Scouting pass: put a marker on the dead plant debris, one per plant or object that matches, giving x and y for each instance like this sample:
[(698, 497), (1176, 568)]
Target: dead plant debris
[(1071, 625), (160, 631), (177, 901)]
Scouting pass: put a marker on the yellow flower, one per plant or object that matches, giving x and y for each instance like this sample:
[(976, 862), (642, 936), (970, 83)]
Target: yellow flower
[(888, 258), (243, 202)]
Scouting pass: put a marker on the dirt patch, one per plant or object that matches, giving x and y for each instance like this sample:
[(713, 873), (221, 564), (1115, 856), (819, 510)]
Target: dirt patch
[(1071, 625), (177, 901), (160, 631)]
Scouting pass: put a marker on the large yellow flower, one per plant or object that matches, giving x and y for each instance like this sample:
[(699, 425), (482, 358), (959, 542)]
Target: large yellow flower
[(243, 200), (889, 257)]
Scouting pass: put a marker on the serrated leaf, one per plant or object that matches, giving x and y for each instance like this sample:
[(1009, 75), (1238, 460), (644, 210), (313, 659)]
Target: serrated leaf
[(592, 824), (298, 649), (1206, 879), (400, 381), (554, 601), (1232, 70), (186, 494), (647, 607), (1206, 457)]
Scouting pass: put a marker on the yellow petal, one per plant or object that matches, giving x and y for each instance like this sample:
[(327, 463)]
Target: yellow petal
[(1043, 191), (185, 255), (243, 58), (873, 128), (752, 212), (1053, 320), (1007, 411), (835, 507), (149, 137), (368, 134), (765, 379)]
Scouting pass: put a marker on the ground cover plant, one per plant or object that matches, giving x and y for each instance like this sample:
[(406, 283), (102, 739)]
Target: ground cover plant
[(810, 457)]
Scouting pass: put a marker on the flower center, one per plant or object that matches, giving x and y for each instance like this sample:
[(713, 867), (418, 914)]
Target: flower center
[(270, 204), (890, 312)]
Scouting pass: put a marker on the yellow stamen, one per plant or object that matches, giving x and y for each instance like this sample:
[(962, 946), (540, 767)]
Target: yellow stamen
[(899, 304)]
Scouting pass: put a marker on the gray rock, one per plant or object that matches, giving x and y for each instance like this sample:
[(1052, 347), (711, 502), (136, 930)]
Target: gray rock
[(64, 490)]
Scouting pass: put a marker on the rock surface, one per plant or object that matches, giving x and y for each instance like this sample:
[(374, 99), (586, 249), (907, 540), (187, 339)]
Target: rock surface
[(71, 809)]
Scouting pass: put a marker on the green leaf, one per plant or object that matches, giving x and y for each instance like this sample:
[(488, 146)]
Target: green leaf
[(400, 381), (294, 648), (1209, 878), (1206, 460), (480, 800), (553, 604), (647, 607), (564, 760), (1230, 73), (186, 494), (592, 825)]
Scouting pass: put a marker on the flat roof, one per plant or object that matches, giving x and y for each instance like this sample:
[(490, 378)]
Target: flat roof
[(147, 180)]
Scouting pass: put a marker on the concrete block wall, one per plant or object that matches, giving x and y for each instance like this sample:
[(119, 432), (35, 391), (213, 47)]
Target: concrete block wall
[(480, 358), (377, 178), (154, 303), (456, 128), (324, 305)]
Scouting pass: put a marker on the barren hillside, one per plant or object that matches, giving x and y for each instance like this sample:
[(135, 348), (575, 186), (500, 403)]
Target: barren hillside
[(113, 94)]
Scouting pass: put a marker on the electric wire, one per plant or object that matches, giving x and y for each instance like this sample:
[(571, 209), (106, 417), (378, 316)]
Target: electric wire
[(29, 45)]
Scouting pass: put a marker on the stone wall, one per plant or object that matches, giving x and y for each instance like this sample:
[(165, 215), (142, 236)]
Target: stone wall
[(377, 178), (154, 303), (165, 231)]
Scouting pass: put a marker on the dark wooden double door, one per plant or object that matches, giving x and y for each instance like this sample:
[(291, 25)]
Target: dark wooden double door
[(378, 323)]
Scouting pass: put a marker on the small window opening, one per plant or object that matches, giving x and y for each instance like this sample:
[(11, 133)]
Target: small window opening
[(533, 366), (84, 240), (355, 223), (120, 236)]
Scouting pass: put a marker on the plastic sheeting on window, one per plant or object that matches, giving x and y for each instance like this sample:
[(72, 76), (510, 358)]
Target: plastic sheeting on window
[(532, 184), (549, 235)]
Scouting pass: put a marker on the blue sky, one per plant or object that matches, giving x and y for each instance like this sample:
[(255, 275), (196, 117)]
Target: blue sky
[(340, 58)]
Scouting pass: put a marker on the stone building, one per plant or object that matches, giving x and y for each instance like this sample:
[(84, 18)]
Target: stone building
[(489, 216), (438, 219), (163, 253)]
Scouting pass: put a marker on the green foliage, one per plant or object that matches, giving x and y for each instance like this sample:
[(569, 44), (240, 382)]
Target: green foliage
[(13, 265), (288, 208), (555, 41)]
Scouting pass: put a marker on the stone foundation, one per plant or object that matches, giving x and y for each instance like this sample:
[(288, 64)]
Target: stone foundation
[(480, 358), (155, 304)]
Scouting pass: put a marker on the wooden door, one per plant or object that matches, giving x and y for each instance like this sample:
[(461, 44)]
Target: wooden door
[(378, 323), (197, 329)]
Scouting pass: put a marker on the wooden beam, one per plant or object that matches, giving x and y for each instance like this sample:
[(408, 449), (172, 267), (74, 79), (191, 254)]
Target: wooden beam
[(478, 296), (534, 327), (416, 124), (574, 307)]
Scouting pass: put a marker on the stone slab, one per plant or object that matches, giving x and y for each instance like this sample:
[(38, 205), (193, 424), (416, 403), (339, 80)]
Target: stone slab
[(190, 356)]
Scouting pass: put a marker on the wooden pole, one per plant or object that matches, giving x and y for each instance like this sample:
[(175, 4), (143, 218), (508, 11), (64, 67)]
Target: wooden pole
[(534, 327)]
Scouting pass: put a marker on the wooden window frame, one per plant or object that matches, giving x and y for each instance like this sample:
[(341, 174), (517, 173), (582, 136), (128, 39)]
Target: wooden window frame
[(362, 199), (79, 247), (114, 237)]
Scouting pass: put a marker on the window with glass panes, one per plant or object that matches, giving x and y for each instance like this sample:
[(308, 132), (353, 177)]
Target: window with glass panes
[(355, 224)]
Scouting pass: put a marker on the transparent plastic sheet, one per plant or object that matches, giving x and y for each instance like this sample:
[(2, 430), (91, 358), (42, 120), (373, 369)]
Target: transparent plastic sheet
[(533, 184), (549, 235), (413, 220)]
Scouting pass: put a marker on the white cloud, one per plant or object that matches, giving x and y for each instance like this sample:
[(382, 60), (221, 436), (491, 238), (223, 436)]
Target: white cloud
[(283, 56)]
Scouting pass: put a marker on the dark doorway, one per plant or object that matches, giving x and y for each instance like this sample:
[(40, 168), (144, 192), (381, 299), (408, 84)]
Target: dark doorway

______

Set task: Reproduce, character for character, the stretch of the listing above from the line containing "Scouting pass: put a marker on the blue" through the line containing "[(489, 216), (438, 219), (163, 253)]", including both of those lines.

The reply:
Scouting pass: put a marker on the blue sky, one per plant or object that matches, giving x and y for each instance like this sample:
[(255, 275), (196, 117)]
Target: blue sky
[(340, 58)]
Scouting pass: put a marker on the stone building, one per plant or object that matches, giving x and y for each instance like this sample:
[(84, 18)]
Target: stone building
[(489, 216), (438, 219), (163, 253)]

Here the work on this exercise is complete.